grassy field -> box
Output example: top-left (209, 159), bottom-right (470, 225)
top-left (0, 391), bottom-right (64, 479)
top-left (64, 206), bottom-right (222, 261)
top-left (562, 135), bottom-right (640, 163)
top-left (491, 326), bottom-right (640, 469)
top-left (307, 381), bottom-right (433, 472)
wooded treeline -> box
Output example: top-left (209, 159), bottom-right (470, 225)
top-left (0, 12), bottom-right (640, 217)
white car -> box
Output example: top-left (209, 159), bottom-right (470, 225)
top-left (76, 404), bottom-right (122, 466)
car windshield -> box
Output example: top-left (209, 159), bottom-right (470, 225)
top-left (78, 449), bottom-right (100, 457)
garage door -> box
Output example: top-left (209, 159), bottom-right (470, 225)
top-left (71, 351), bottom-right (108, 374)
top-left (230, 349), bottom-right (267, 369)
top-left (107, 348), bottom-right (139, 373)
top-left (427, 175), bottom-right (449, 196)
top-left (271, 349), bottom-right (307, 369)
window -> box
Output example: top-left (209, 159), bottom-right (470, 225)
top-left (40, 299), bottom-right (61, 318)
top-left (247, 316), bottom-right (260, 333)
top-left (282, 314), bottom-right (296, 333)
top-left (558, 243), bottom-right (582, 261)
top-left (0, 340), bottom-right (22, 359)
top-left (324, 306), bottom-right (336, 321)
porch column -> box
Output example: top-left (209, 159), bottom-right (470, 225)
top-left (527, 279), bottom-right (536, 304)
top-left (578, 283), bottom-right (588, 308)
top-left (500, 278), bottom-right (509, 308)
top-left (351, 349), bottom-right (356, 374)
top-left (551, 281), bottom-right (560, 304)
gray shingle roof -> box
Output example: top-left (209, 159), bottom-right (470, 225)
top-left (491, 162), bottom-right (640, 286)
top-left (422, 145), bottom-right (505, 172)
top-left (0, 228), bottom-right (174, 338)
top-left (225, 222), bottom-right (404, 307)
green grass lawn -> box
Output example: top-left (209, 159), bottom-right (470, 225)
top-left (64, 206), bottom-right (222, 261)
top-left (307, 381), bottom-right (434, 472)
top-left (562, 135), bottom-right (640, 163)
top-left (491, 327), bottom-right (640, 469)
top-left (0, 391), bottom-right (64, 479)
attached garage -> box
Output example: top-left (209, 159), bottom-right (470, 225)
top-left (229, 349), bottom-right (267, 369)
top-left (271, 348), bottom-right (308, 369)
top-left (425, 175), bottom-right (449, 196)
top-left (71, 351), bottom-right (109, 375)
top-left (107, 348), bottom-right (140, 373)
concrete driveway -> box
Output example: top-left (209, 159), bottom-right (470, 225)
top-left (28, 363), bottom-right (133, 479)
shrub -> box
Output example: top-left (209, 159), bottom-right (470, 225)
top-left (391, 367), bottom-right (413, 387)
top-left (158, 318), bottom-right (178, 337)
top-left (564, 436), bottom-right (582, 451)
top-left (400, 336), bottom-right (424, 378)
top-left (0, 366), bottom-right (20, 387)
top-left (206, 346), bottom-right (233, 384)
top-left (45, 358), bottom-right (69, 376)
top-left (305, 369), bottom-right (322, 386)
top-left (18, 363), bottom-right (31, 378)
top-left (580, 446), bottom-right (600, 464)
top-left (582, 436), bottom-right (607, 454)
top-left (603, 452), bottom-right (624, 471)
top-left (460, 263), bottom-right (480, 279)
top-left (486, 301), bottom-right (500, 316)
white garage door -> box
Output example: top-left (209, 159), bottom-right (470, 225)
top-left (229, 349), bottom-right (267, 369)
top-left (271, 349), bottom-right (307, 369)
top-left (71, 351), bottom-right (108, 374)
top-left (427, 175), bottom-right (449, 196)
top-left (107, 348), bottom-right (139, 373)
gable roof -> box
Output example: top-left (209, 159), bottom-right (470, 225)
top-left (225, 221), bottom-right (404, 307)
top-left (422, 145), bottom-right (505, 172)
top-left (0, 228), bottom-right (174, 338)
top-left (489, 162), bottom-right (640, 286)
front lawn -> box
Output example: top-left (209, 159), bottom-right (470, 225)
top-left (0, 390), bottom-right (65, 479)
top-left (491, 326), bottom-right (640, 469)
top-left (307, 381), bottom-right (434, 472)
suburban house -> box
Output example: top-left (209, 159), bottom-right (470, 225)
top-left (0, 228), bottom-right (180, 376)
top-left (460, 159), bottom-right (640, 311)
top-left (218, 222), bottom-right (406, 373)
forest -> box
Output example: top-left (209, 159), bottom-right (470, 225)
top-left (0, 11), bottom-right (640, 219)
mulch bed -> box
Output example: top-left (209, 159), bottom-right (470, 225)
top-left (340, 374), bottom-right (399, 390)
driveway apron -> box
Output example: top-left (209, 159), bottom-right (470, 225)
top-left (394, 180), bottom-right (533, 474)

▶ _The task_
Could you give the lines from the line with "attached garage -> box" to the line with "top-left (28, 363), bottom-right (133, 479)", both included, as a JSON list of strings with one string per line and blank lines left out?

▶ _Exercise answer_
[
  "attached garage -> box",
  "Output example: top-left (209, 159), bottom-right (470, 225)",
  "top-left (229, 349), bottom-right (267, 369)",
  "top-left (271, 348), bottom-right (308, 369)",
  "top-left (425, 175), bottom-right (449, 196)",
  "top-left (71, 351), bottom-right (109, 375)",
  "top-left (107, 348), bottom-right (140, 373)",
  "concrete driveway -> box",
  "Output example: top-left (209, 159), bottom-right (470, 225)",
  "top-left (28, 363), bottom-right (133, 479)"
]